■ **Exercise instructions**: Find every line in the entries that holds the string "tree" and report it.

::: Records for this task :::

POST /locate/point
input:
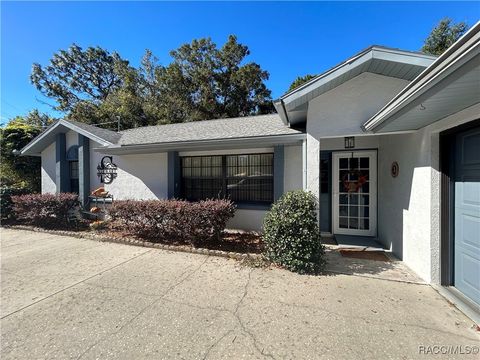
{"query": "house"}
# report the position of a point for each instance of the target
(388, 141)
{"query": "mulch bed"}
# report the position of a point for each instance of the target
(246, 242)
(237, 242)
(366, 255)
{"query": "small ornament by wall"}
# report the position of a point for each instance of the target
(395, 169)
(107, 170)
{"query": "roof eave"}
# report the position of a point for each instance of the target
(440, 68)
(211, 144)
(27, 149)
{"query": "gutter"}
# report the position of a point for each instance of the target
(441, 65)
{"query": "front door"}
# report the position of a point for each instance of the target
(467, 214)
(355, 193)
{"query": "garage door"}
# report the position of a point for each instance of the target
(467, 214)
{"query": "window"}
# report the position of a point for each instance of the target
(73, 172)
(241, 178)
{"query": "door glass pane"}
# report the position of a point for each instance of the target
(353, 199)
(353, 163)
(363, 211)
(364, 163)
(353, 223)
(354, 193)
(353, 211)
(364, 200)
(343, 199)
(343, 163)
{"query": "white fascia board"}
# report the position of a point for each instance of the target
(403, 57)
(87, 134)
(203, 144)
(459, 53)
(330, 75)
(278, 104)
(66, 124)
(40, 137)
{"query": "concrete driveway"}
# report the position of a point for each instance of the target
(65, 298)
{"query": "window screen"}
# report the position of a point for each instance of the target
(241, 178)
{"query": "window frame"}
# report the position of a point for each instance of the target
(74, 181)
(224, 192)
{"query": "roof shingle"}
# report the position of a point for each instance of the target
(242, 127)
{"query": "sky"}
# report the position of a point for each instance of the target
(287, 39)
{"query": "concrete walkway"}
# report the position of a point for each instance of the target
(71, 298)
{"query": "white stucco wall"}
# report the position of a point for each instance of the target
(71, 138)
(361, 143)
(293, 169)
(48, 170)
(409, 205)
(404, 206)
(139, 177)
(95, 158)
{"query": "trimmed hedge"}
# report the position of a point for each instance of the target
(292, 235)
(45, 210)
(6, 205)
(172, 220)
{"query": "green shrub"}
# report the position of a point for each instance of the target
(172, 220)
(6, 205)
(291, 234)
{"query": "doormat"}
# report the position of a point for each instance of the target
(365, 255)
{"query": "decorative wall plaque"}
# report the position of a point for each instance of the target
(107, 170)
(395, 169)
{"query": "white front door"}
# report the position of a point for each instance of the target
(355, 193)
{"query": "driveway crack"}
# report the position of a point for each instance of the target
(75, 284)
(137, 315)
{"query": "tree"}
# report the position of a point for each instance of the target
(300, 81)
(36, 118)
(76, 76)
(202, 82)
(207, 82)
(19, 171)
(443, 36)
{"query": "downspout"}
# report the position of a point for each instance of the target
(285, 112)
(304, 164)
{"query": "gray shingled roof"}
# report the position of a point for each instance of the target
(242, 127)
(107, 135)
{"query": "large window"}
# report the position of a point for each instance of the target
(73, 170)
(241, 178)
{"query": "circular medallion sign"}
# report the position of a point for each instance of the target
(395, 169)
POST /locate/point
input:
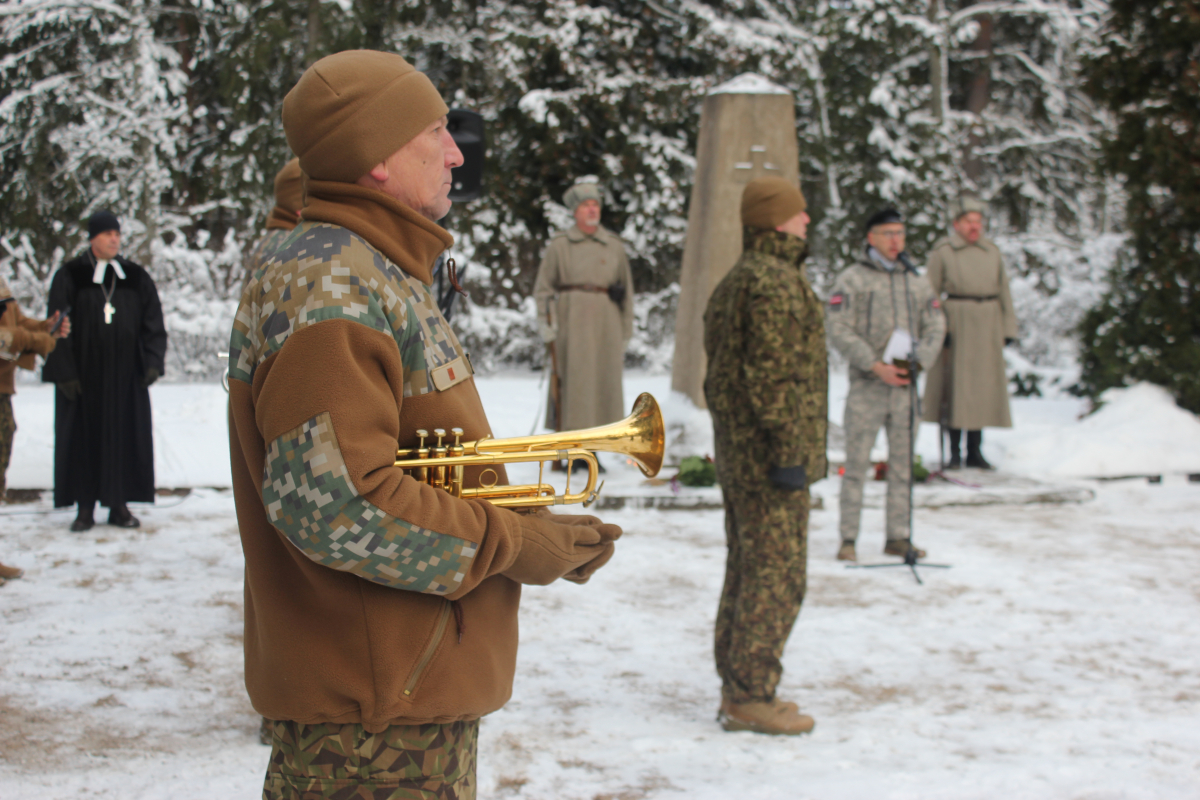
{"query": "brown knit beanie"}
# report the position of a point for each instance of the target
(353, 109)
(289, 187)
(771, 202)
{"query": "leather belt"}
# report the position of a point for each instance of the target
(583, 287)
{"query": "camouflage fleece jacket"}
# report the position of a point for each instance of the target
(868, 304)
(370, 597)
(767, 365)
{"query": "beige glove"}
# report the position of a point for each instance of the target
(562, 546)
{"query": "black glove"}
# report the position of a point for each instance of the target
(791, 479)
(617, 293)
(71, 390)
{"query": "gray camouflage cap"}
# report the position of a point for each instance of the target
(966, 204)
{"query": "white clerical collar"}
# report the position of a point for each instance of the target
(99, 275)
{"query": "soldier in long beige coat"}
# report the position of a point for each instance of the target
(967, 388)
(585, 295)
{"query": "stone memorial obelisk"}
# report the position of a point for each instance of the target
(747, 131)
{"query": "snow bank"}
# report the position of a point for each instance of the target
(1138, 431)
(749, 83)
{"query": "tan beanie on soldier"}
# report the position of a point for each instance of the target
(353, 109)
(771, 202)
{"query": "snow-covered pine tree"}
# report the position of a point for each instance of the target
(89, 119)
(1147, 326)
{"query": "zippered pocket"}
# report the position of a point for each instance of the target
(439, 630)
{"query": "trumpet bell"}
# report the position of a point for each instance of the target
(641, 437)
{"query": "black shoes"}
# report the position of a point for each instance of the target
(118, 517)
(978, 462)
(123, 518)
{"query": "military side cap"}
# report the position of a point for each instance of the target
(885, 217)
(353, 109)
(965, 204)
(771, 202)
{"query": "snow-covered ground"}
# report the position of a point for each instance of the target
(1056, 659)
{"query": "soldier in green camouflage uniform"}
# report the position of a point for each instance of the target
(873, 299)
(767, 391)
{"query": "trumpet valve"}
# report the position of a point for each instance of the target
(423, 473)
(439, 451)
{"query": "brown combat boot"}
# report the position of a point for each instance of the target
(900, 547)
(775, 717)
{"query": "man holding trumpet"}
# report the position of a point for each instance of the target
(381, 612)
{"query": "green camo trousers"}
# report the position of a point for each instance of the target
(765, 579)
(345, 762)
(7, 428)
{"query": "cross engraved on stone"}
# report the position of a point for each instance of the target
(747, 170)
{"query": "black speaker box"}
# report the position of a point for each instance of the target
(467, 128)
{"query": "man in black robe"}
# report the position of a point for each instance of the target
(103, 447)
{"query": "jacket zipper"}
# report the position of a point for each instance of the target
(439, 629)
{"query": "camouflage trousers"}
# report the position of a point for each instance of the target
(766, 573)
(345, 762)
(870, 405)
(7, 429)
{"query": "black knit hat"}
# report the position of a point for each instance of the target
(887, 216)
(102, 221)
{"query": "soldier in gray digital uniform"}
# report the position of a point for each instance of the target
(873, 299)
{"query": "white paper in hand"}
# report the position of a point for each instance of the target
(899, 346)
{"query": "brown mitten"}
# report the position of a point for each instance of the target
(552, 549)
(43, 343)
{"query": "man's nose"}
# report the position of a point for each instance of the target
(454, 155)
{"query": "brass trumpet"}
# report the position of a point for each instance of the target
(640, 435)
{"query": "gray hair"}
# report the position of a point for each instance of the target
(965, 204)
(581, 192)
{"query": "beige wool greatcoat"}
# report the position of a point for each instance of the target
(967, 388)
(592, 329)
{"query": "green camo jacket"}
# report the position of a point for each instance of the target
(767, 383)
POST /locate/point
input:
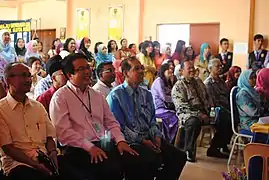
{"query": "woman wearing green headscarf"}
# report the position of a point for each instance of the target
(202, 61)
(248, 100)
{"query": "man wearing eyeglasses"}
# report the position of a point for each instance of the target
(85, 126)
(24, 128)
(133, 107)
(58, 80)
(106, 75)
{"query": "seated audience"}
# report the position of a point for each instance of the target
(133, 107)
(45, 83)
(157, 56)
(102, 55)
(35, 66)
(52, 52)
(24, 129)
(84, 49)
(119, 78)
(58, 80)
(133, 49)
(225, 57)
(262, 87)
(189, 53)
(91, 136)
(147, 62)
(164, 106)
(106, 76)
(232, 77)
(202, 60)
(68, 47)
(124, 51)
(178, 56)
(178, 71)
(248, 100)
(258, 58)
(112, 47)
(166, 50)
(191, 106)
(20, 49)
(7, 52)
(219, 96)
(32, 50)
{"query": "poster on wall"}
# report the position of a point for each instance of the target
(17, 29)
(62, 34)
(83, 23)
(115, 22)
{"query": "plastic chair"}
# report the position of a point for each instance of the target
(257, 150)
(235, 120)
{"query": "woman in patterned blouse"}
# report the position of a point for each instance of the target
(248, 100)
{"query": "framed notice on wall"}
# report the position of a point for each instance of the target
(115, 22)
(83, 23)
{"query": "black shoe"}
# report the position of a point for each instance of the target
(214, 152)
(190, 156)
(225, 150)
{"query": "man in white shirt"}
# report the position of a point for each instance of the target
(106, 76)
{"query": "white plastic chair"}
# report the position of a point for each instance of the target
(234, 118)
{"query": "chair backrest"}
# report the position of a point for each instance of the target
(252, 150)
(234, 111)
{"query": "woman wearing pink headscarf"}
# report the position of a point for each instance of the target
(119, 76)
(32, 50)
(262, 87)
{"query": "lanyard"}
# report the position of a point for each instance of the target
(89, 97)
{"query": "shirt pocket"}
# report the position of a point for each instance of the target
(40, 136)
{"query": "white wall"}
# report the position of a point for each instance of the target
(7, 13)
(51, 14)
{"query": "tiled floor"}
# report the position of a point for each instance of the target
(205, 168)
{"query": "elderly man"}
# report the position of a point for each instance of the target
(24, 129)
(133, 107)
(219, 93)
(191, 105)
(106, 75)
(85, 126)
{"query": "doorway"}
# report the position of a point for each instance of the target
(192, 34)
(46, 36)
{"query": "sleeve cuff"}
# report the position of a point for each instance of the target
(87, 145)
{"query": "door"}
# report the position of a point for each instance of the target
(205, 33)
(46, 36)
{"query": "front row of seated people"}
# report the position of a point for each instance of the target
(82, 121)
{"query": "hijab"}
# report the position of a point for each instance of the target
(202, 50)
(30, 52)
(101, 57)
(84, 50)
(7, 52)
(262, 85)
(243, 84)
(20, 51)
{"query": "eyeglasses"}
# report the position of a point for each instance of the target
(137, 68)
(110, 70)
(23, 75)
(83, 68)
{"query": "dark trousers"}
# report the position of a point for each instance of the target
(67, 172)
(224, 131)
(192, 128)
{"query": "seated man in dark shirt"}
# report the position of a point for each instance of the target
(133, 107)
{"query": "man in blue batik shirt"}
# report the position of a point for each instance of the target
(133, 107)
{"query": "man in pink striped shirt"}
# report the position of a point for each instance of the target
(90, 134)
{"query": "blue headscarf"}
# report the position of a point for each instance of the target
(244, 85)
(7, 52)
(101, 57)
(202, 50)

:::

■ **Written solution**:
{"query": "tree"}
{"query": "snow-covered pine tree"}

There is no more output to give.